■ Exercise task ■
Rewrite the rows from the line with "Mark each instance of the recessed" up to and including the line with "Query: recessed ceiling grid", changing "recessed ceiling grid" to "suspended ceiling grid" and keeping everything else the same.

■ Dataset entries ■
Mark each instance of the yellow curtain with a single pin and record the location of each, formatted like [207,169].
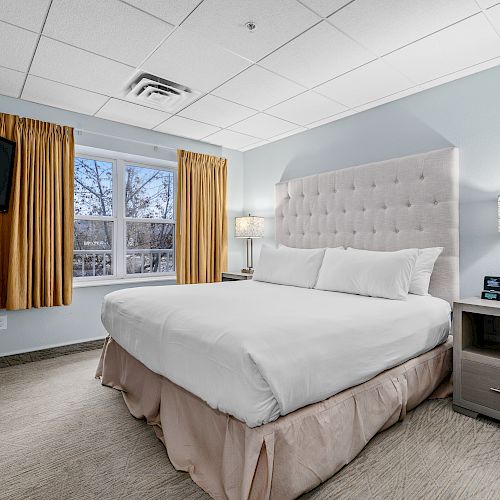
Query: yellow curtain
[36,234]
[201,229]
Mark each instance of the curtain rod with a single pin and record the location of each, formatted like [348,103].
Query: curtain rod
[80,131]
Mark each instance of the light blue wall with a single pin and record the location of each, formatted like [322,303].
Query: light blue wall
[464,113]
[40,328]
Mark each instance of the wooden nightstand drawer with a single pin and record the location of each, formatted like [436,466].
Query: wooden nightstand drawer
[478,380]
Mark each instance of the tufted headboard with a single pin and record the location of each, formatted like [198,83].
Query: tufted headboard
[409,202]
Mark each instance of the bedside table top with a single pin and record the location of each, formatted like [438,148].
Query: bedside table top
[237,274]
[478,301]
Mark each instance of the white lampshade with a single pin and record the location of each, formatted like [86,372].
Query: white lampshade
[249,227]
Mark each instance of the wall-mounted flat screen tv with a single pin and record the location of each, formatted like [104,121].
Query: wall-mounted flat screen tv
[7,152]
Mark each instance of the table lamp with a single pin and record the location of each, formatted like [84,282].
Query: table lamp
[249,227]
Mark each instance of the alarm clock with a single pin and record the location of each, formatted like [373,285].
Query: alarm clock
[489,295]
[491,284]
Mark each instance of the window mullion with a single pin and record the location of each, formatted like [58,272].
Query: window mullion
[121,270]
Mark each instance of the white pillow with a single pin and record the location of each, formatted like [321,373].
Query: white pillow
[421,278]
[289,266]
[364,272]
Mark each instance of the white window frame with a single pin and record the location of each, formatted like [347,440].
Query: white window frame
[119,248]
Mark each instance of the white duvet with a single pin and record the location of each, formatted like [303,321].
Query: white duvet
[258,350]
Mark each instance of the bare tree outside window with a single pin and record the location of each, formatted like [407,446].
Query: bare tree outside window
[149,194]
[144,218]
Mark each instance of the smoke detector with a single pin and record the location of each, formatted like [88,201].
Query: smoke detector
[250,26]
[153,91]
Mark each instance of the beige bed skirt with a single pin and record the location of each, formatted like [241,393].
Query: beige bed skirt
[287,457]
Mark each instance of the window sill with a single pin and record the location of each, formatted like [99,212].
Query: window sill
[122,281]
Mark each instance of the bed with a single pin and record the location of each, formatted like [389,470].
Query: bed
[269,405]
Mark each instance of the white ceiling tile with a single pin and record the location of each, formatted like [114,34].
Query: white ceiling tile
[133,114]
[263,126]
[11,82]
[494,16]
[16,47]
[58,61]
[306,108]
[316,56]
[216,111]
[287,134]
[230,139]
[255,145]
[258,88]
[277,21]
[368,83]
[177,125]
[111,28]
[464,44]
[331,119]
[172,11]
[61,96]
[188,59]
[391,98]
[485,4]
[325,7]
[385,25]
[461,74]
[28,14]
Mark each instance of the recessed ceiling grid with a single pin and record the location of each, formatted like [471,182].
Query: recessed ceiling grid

...

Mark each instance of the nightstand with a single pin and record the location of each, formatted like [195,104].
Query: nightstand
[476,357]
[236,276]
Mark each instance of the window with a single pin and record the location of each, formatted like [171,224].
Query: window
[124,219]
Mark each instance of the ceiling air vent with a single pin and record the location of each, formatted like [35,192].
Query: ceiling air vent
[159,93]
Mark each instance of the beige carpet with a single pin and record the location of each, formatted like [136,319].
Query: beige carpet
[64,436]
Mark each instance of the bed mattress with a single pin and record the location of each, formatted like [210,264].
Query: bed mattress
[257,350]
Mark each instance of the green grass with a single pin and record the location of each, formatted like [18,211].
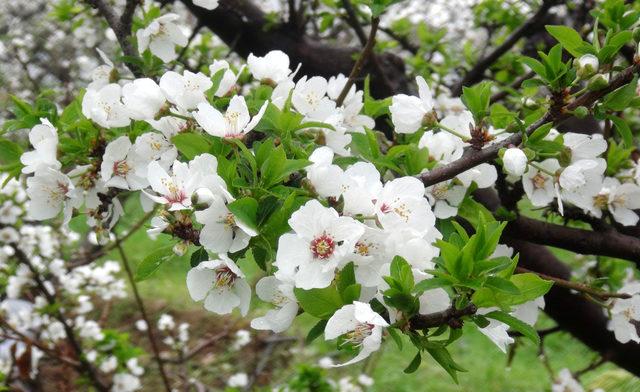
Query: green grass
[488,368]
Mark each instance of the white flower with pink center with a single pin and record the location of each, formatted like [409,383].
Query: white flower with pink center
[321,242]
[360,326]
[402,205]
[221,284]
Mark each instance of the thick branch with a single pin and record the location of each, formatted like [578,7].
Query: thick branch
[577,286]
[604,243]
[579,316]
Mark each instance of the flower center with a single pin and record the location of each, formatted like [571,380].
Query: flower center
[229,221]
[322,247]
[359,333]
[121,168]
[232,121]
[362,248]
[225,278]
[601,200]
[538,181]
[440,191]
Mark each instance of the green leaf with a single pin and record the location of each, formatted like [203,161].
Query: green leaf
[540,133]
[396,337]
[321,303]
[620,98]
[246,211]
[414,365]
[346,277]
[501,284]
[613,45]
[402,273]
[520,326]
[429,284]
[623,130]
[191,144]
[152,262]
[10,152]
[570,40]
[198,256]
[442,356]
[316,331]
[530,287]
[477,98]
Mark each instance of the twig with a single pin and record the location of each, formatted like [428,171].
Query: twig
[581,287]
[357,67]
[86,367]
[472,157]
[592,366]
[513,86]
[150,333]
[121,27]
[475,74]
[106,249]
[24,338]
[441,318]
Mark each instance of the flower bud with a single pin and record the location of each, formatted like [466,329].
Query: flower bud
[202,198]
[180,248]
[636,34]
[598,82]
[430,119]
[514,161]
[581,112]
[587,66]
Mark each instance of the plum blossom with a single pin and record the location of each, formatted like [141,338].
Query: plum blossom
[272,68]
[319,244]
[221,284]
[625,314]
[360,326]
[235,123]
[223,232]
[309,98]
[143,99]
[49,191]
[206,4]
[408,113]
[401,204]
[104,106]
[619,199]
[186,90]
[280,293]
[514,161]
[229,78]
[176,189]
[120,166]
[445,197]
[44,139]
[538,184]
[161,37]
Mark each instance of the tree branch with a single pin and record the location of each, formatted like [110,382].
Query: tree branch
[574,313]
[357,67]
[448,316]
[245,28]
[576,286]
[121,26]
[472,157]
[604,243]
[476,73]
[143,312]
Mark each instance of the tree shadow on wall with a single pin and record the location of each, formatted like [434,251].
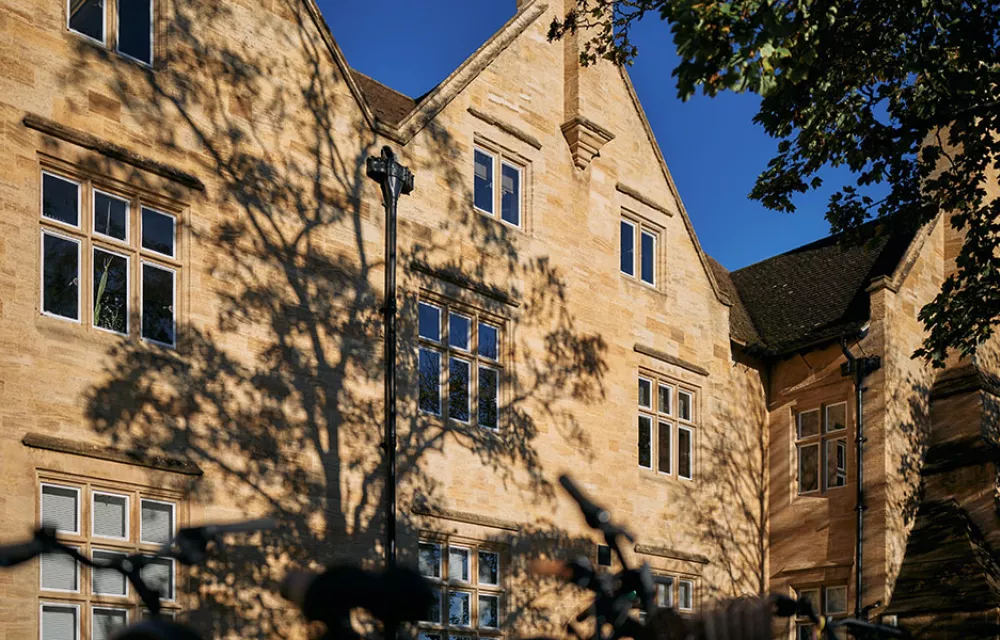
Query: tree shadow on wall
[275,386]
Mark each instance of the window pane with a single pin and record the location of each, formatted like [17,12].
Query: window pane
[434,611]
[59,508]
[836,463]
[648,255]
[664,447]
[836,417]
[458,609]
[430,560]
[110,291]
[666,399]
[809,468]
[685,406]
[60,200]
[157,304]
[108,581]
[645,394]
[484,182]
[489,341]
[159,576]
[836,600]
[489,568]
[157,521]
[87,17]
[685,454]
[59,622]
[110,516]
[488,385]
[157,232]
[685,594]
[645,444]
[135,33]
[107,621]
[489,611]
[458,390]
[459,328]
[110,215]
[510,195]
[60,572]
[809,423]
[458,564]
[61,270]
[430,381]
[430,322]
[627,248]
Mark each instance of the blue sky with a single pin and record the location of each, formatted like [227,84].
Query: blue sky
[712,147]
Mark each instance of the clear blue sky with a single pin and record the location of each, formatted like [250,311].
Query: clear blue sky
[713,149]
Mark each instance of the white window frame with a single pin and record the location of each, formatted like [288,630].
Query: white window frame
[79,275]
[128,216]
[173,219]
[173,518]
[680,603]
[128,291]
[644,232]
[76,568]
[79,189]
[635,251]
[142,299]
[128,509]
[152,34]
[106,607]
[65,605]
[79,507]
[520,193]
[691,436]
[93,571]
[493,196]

■ Response to this exercise ■
Mark each instance of the suspended ceiling grid with a single pin and record the location of each, formatted like [471,182].
Query: suspended ceiling grid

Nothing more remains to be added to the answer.